(What the task requires):
Write out word for word everything from the line containing "like [907, 555]." down to the line containing "[1004, 516]" in the items below, including both of those lines.

(Recorded data):
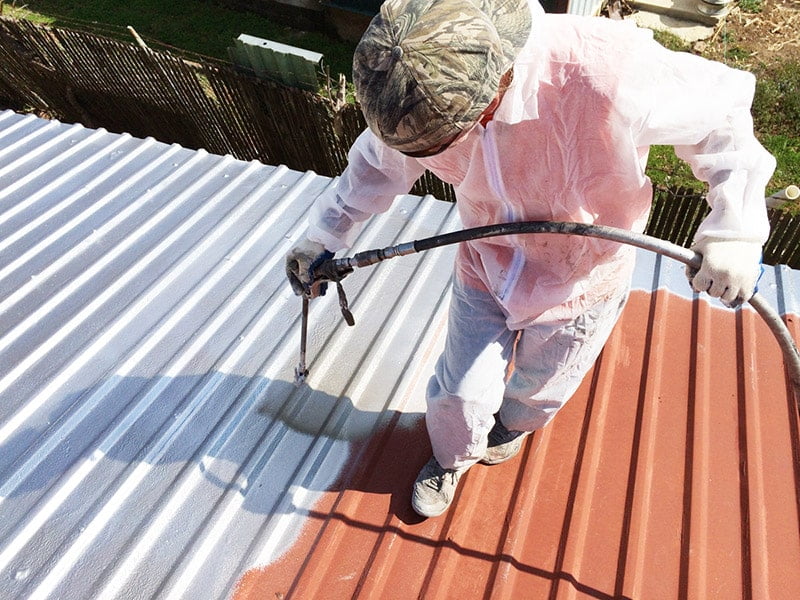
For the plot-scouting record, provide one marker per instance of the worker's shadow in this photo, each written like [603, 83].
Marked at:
[264, 439]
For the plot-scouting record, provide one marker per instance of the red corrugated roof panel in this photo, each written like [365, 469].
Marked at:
[154, 445]
[672, 473]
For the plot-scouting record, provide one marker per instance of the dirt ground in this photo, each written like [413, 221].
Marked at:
[769, 36]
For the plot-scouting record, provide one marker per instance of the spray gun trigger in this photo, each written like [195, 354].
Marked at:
[348, 316]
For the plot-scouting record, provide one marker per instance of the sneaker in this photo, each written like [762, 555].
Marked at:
[503, 444]
[434, 489]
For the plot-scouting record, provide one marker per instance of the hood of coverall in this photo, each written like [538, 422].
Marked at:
[425, 70]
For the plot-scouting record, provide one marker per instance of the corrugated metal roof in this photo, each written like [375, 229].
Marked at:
[154, 445]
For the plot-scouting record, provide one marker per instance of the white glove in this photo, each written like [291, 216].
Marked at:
[729, 271]
[300, 263]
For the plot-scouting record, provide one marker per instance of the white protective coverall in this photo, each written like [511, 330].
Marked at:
[568, 142]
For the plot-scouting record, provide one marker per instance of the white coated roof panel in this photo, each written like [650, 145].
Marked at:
[153, 441]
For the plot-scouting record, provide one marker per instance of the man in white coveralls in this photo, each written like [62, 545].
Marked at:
[535, 117]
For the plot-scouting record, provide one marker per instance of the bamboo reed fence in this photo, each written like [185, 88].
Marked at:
[123, 87]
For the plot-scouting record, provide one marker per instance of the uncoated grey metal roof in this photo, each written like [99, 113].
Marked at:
[153, 442]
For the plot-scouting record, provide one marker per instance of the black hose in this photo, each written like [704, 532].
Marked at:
[336, 269]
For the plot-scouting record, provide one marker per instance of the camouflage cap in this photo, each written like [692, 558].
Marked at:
[425, 70]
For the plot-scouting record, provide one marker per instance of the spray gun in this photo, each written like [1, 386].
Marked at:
[336, 269]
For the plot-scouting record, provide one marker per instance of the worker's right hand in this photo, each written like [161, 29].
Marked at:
[300, 263]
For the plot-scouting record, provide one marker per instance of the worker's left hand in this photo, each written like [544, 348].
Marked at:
[300, 264]
[729, 271]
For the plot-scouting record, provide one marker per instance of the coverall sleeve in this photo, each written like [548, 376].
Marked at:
[374, 176]
[702, 108]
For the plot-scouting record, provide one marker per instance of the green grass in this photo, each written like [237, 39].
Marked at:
[208, 29]
[197, 26]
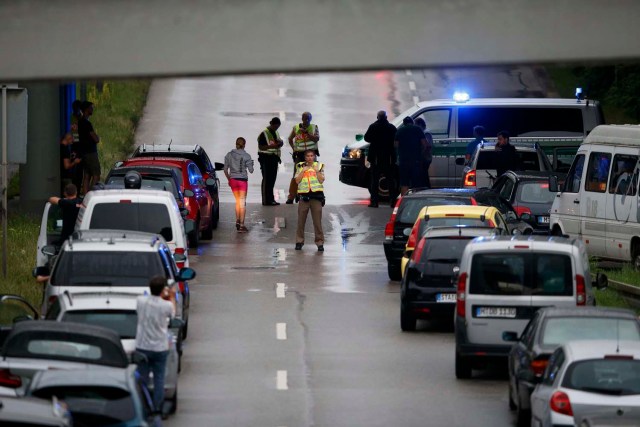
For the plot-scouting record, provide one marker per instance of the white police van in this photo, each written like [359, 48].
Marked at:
[599, 199]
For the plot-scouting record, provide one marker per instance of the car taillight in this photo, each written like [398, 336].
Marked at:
[462, 284]
[560, 403]
[538, 366]
[470, 179]
[413, 237]
[581, 292]
[521, 209]
[7, 379]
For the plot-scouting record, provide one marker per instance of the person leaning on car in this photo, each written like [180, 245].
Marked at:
[381, 156]
[154, 313]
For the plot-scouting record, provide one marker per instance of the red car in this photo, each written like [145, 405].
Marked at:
[197, 199]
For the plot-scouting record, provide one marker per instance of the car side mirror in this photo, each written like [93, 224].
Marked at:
[49, 250]
[186, 273]
[510, 336]
[601, 282]
[553, 183]
[189, 226]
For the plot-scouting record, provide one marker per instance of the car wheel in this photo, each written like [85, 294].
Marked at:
[394, 271]
[407, 321]
[194, 236]
[463, 367]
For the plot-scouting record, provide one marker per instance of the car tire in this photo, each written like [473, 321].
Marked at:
[407, 321]
[194, 236]
[463, 367]
[394, 271]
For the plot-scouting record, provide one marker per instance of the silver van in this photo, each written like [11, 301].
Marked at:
[502, 282]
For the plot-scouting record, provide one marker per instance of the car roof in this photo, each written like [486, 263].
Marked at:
[607, 312]
[105, 377]
[597, 349]
[466, 210]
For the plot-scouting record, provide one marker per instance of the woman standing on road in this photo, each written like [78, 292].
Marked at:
[236, 164]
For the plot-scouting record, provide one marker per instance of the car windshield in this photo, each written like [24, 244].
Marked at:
[489, 159]
[558, 330]
[93, 405]
[165, 183]
[535, 192]
[508, 273]
[123, 322]
[613, 376]
[147, 217]
[410, 207]
[97, 268]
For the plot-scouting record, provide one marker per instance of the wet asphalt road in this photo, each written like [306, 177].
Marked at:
[299, 338]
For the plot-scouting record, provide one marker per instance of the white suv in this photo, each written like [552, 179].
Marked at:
[115, 260]
[502, 282]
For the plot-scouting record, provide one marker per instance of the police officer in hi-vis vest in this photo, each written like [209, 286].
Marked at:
[304, 136]
[269, 143]
[309, 177]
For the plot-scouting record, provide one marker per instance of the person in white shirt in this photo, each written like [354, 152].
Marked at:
[154, 313]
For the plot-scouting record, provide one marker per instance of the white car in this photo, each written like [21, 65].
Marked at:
[586, 379]
[117, 311]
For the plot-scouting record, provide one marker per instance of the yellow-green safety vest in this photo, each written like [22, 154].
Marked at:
[300, 141]
[309, 182]
[269, 139]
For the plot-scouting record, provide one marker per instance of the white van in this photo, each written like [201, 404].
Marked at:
[599, 199]
[148, 211]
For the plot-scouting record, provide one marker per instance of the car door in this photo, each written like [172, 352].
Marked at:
[566, 207]
[593, 203]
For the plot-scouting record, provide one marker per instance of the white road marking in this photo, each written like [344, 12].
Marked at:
[281, 380]
[280, 290]
[281, 331]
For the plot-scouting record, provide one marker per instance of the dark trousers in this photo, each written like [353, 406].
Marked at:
[269, 168]
[374, 184]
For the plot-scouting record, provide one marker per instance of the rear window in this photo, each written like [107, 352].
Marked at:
[508, 273]
[124, 322]
[617, 377]
[535, 192]
[106, 268]
[489, 159]
[410, 207]
[558, 330]
[521, 121]
[93, 405]
[147, 217]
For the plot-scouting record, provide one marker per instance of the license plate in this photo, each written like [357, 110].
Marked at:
[445, 297]
[508, 312]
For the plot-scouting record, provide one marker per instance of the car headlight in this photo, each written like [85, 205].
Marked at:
[355, 153]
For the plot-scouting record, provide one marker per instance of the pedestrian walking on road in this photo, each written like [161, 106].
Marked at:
[304, 136]
[269, 143]
[88, 148]
[70, 206]
[428, 150]
[381, 157]
[152, 334]
[411, 145]
[237, 166]
[309, 178]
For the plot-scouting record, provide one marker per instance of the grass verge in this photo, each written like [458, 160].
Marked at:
[118, 109]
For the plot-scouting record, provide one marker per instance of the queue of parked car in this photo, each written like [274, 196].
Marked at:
[80, 360]
[528, 297]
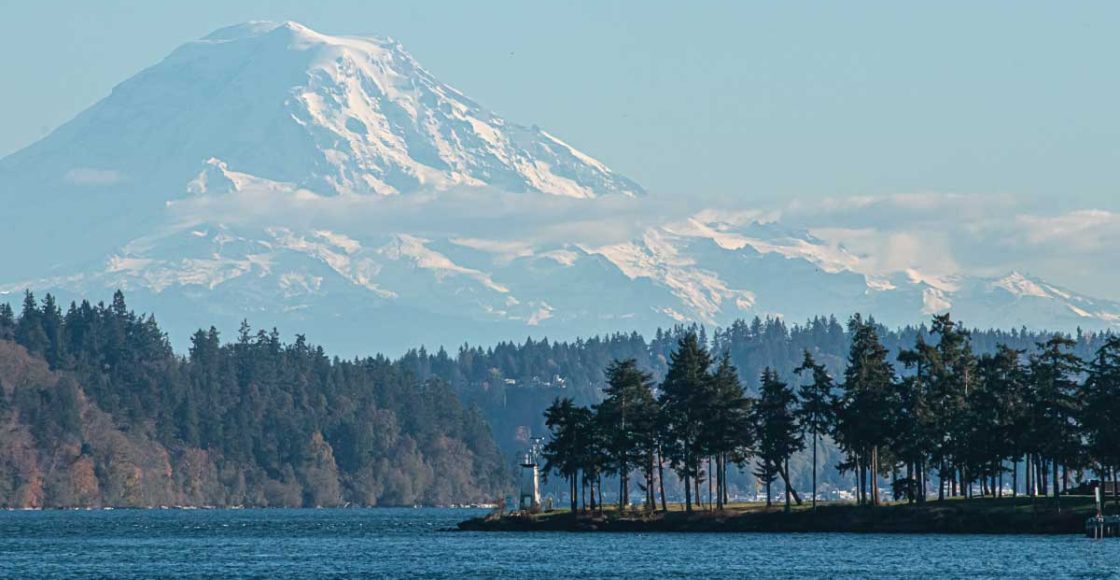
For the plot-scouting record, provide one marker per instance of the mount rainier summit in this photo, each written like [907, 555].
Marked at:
[334, 186]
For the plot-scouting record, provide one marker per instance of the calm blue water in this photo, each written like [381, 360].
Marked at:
[392, 543]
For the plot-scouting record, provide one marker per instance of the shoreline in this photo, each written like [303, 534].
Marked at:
[1004, 516]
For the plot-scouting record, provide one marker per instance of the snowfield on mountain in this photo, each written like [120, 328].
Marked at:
[333, 185]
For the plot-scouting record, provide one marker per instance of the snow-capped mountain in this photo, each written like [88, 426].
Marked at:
[332, 186]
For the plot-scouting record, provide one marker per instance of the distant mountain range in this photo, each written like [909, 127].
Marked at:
[332, 186]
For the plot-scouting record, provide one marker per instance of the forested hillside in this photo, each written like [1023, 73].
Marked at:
[515, 382]
[96, 410]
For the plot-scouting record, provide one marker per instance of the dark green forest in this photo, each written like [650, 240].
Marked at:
[96, 409]
[1045, 418]
[99, 410]
[513, 383]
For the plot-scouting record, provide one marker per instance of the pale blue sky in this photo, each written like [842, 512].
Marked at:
[722, 100]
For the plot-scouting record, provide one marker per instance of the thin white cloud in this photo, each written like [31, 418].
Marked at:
[93, 176]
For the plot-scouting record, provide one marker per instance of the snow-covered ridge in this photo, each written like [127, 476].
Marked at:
[360, 115]
[319, 183]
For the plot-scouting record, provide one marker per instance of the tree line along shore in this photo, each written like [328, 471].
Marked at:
[938, 421]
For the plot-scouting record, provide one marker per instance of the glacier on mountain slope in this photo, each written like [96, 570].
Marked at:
[319, 184]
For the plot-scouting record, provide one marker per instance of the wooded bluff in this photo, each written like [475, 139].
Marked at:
[98, 410]
[95, 410]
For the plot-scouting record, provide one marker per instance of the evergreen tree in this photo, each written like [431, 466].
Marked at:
[686, 396]
[626, 418]
[818, 403]
[728, 433]
[777, 432]
[864, 409]
[1102, 410]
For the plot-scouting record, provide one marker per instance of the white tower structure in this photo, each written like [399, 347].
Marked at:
[530, 499]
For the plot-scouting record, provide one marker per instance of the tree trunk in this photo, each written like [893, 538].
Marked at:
[814, 470]
[661, 479]
[709, 482]
[1015, 477]
[688, 484]
[875, 476]
[770, 479]
[941, 483]
[574, 495]
[1057, 489]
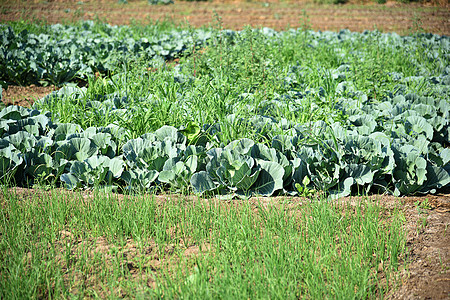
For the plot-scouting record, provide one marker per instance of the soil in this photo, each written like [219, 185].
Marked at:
[426, 273]
[25, 95]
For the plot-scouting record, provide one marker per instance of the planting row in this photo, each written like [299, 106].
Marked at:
[400, 147]
[62, 54]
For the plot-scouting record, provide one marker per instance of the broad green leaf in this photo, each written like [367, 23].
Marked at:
[201, 182]
[270, 178]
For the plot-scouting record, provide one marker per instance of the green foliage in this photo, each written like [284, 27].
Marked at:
[350, 112]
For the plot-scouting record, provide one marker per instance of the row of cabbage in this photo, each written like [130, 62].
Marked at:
[62, 54]
[399, 146]
[65, 53]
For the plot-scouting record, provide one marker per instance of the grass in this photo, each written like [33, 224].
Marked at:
[56, 244]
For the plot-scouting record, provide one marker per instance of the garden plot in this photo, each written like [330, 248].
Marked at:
[256, 112]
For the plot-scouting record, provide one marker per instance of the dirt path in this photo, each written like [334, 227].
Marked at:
[356, 16]
[424, 275]
[427, 274]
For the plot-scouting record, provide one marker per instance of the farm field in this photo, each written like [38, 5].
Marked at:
[161, 159]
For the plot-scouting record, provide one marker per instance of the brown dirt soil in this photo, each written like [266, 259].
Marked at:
[424, 275]
[25, 95]
[356, 15]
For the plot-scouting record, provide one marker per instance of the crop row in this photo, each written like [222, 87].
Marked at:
[256, 112]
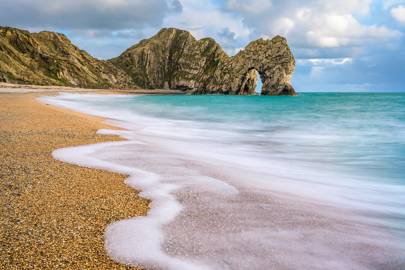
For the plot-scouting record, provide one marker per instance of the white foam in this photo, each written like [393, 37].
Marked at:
[212, 204]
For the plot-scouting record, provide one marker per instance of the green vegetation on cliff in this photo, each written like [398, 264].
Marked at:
[172, 59]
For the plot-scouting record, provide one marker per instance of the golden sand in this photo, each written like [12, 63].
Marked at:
[53, 214]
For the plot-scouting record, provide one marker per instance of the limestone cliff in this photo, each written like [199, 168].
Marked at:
[172, 59]
[175, 59]
[48, 58]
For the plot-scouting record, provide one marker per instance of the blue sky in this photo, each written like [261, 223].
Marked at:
[339, 45]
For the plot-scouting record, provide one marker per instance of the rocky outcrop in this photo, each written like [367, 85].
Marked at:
[175, 59]
[49, 58]
[172, 59]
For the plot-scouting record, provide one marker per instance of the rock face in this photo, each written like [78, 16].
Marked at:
[172, 59]
[175, 59]
[48, 58]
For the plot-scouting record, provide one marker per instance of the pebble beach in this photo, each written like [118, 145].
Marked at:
[53, 214]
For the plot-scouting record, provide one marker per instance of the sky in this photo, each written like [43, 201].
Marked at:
[339, 45]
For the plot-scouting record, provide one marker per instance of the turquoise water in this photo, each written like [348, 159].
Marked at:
[316, 181]
[348, 146]
[358, 132]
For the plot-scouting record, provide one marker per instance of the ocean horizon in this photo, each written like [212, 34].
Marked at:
[333, 163]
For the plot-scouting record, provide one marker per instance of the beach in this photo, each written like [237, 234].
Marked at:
[215, 192]
[53, 215]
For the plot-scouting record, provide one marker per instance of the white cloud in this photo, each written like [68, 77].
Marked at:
[253, 6]
[398, 13]
[205, 18]
[316, 23]
[325, 61]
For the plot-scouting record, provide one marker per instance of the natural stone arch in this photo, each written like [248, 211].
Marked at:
[272, 59]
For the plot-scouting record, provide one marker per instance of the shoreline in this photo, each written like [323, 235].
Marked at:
[328, 234]
[53, 88]
[54, 214]
[330, 231]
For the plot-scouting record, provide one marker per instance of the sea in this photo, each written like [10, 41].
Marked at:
[314, 181]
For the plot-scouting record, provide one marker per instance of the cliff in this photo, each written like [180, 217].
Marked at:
[48, 58]
[172, 59]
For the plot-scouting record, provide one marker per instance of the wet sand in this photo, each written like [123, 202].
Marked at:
[53, 214]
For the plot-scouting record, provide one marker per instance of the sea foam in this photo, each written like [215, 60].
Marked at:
[219, 204]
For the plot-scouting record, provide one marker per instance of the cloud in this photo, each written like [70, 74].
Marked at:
[207, 19]
[86, 14]
[315, 23]
[254, 6]
[398, 13]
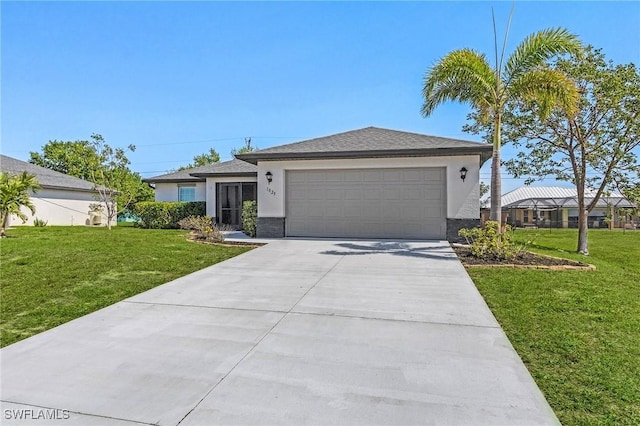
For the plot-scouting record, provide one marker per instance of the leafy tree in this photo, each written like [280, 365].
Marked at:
[203, 159]
[246, 148]
[15, 192]
[594, 148]
[465, 75]
[81, 159]
[111, 176]
[71, 158]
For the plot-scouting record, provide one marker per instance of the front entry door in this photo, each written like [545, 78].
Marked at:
[230, 202]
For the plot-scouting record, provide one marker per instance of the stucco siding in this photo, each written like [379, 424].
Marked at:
[59, 207]
[169, 191]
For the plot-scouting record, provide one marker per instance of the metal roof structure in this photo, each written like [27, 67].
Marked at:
[554, 197]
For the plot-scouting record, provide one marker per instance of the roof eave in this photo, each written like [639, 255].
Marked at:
[484, 152]
[222, 174]
[175, 180]
[67, 188]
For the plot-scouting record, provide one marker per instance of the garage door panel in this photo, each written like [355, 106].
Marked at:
[371, 176]
[353, 194]
[392, 175]
[368, 203]
[334, 194]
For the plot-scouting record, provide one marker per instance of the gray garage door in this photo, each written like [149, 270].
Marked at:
[367, 203]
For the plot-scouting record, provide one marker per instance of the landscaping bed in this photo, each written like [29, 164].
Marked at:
[524, 259]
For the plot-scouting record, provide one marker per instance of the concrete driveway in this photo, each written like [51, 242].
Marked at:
[295, 332]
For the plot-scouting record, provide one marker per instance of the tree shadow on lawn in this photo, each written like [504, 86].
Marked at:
[442, 251]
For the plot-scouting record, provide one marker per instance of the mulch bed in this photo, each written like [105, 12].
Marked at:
[525, 260]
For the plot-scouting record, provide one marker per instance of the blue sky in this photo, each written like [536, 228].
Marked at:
[177, 78]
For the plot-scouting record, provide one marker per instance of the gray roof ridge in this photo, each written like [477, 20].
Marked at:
[62, 180]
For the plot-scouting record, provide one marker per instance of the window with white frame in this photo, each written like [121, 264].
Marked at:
[187, 193]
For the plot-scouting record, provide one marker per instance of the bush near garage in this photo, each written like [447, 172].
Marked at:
[202, 228]
[250, 217]
[166, 215]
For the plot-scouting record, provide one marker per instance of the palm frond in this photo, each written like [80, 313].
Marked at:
[537, 49]
[547, 89]
[462, 75]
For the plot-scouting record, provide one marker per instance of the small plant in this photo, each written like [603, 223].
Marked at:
[40, 223]
[488, 243]
[96, 207]
[202, 228]
[250, 218]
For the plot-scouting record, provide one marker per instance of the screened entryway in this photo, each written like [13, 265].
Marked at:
[230, 199]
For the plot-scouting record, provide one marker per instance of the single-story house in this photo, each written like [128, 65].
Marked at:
[366, 183]
[224, 186]
[557, 207]
[62, 200]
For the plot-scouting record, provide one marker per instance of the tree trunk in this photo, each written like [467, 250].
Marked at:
[496, 181]
[583, 224]
[5, 219]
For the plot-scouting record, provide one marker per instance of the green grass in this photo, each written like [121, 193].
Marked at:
[578, 332]
[52, 275]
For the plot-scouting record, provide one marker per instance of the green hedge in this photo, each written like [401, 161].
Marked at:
[166, 215]
[249, 217]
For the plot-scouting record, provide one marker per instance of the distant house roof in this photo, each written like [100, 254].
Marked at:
[179, 176]
[233, 167]
[370, 142]
[551, 197]
[46, 177]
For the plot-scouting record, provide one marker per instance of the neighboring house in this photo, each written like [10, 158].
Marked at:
[62, 200]
[557, 207]
[224, 186]
[367, 183]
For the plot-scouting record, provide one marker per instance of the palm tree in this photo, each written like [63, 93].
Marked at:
[14, 194]
[465, 75]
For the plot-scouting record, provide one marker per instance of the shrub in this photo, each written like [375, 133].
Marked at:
[250, 217]
[166, 215]
[39, 223]
[202, 228]
[488, 243]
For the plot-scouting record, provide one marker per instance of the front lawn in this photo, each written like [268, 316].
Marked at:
[52, 275]
[578, 332]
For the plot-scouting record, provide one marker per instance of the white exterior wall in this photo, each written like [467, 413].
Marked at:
[463, 198]
[169, 191]
[211, 195]
[59, 207]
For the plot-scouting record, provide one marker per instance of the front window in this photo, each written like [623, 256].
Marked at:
[186, 193]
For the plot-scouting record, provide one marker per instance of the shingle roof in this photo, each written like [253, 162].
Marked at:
[233, 167]
[179, 176]
[370, 142]
[555, 196]
[46, 177]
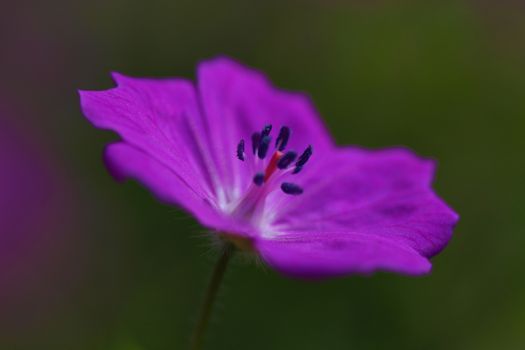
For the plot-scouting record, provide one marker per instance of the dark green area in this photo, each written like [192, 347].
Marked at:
[446, 79]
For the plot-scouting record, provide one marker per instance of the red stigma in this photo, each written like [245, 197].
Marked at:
[272, 166]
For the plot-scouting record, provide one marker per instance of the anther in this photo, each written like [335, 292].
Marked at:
[297, 169]
[256, 140]
[290, 188]
[286, 159]
[258, 179]
[263, 147]
[304, 157]
[240, 150]
[282, 139]
[266, 130]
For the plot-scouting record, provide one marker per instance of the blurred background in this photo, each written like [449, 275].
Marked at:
[86, 263]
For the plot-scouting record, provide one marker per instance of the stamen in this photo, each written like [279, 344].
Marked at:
[240, 150]
[282, 139]
[304, 157]
[286, 160]
[256, 140]
[258, 179]
[297, 169]
[266, 130]
[290, 188]
[263, 147]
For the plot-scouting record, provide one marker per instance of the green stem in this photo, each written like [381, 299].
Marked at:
[211, 294]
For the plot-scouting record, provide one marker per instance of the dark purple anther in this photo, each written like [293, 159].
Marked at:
[282, 139]
[258, 179]
[266, 130]
[240, 150]
[290, 188]
[304, 157]
[286, 159]
[256, 140]
[263, 147]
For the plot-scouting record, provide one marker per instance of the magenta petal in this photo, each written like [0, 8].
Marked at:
[322, 255]
[238, 101]
[125, 161]
[379, 193]
[161, 118]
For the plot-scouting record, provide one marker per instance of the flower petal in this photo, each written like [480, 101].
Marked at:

(Solution to this problem):
For the plot-scouting record, provide one marker per instance of the mount rainier summit in this photo, each written like [907, 555].
Marked at:
[334, 186]
For the plot-scouting record, provide one marker per instance of the calm blue water in this photo, each written like [381, 360].
Marked at:
[392, 543]
For the plot-scouting record, provide one marker per instance of the shoreline in this photo, each written like [303, 534].
Marked at:
[1004, 516]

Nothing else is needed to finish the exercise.